__SET OF TASKS__:
1 – Summarize the passage about returning to Peterculter in two sentences.
2 – From the passage about returning to Peterculter, list every length of time and every age it mentions.
3 – In the passage about returning to Peterculter, what reason does the narrator give for the return at first feeling like an anti-climax?

Thirty minutes later, and almost fifteen years including university time away, I was back in the village of Peterculter (pronounced 'Peter-kooter') where I had spent my childhood. Funny thing was, I was now seeing the place, smelling the smells and hearing the noises of a place I had long forgotten. It all seemed so different after all this time. As a child, the countryside that lay at our doorstep seemed immense and never-ending. Now, it was just a few fields and hills. Our house that had stood rooted in heavy granite that seemed gargantuan as a gangly eight-year-old seemed almost small and claustrophobic. Clearly, I was still seeing my surroundings through the eyes of a child and not the thirty-three year-old I am now.
I wasn't sure whether to be disappointed or elated. It did initially seem like an anti-climax having returned but that was just my 'glass half-empty' personality talking.

(Stored dataset items)
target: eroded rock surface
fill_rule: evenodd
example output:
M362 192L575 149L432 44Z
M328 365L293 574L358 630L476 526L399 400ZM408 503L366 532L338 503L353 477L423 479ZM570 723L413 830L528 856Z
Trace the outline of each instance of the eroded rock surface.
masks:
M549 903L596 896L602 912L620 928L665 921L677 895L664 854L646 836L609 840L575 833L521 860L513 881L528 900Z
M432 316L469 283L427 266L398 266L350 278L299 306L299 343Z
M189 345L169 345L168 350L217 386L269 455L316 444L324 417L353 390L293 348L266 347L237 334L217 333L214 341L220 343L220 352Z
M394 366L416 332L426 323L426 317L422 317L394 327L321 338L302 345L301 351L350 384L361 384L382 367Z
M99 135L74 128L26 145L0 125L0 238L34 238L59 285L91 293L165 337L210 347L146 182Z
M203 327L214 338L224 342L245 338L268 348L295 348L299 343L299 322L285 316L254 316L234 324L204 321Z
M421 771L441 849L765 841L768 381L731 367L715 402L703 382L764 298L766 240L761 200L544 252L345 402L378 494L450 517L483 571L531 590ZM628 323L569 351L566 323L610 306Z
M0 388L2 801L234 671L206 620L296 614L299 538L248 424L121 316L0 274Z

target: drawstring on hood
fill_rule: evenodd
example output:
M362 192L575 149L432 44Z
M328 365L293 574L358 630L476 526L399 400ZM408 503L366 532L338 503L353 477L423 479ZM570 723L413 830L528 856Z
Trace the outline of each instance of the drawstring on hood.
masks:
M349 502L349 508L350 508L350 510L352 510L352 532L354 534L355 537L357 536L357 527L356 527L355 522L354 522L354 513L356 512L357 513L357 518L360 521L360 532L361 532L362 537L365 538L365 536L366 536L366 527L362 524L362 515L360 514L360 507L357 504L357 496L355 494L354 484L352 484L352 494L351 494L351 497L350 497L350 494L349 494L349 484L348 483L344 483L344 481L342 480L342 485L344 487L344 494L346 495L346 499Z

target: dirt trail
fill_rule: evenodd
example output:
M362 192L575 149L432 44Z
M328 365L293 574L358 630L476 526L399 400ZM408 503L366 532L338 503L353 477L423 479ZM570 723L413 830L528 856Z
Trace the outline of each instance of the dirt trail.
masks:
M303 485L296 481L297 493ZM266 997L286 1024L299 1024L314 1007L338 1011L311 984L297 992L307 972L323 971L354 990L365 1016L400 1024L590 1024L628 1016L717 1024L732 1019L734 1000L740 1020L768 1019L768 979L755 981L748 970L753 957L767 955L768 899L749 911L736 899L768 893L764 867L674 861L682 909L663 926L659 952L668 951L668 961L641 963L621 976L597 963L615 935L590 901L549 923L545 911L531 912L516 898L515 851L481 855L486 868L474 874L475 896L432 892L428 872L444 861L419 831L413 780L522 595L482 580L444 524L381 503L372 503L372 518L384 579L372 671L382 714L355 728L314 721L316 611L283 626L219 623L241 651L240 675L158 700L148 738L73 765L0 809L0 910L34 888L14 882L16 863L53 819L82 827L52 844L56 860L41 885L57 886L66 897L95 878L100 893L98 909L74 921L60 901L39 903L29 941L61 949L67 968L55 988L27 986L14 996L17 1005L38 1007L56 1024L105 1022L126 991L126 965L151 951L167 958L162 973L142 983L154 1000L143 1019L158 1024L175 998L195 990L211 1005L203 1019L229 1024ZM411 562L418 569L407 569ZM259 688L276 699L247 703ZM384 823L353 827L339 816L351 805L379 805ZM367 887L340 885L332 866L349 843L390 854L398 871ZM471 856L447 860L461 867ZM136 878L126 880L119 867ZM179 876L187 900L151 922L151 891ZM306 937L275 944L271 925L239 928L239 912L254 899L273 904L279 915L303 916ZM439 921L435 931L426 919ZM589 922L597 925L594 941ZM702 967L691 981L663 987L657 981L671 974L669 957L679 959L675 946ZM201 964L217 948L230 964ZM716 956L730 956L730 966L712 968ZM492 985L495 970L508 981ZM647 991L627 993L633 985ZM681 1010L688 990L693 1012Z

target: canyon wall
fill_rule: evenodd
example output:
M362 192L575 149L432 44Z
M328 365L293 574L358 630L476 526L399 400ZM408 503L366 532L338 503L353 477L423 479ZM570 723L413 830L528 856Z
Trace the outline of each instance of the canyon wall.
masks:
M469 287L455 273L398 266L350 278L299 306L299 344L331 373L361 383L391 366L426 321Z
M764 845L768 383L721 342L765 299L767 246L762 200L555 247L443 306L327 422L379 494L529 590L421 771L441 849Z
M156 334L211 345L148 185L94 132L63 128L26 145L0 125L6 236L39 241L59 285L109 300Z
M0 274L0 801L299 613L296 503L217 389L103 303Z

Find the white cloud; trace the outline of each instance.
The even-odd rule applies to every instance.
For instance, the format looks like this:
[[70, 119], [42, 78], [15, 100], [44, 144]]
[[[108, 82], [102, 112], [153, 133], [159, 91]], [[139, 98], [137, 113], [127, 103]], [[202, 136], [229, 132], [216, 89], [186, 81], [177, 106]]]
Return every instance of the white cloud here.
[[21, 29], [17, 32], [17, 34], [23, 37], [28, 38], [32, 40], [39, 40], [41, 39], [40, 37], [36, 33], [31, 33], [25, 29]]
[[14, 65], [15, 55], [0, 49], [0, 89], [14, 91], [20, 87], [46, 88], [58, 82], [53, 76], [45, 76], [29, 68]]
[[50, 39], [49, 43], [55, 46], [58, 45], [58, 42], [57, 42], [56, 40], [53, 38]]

__ANSWER LIST__:
1 – After almost fifteen years away, the narrator returns to Peterculter, their childhood village, and finds that its sights, smells and sounds seem very different. The countryside and the granite house that once seemed immense now seem small, and the narrator is unsure whether to feel disappointed or elated.

2 –
- Thirty minutes
- Almost fifteen years
- Eight years old
- Thirty-three years old

3 – The narrator puts that feeling down to their own "glass half-empty" personality.